> _Task description_
Only the lines from the one containing "Question: Identify the bounding box of the thin" through the end of the entries should be repeated, exactly as they appear, first and last included.

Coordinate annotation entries
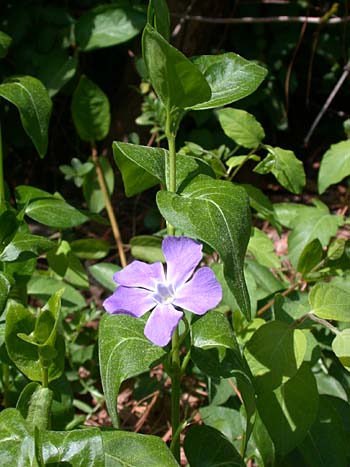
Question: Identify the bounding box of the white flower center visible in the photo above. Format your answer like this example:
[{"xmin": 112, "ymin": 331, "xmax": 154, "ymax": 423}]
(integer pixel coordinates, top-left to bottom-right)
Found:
[{"xmin": 153, "ymin": 282, "xmax": 174, "ymax": 305}]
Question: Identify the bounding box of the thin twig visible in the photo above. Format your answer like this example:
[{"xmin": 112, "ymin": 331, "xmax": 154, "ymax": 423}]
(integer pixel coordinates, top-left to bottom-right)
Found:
[
  {"xmin": 172, "ymin": 13, "xmax": 350, "ymax": 25},
  {"xmin": 91, "ymin": 143, "xmax": 127, "ymax": 268},
  {"xmin": 304, "ymin": 60, "xmax": 350, "ymax": 146}
]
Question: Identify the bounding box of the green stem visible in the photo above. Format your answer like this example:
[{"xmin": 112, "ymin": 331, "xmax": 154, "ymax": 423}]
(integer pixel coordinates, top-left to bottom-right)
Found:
[
  {"xmin": 171, "ymin": 327, "xmax": 181, "ymax": 463},
  {"xmin": 0, "ymin": 124, "xmax": 5, "ymax": 213}
]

> _Full answer_
Question: Identify the bounding box of the thin twig visible in the photo above. Format your answer like this example:
[{"xmin": 112, "ymin": 331, "xmax": 154, "ymax": 423}]
(integer pixel coordinates, top-left to bottom-right)
Found:
[
  {"xmin": 172, "ymin": 13, "xmax": 350, "ymax": 25},
  {"xmin": 91, "ymin": 143, "xmax": 127, "ymax": 268},
  {"xmin": 304, "ymin": 60, "xmax": 350, "ymax": 146}
]
Question: Identify the bounding box of the green stem visible in the photo above. Format your answer like this example:
[{"xmin": 112, "ymin": 331, "xmax": 154, "ymax": 423}]
(integer pixel coordinates, top-left to bottom-right)
Found:
[
  {"xmin": 171, "ymin": 327, "xmax": 181, "ymax": 463},
  {"xmin": 0, "ymin": 124, "xmax": 5, "ymax": 213}
]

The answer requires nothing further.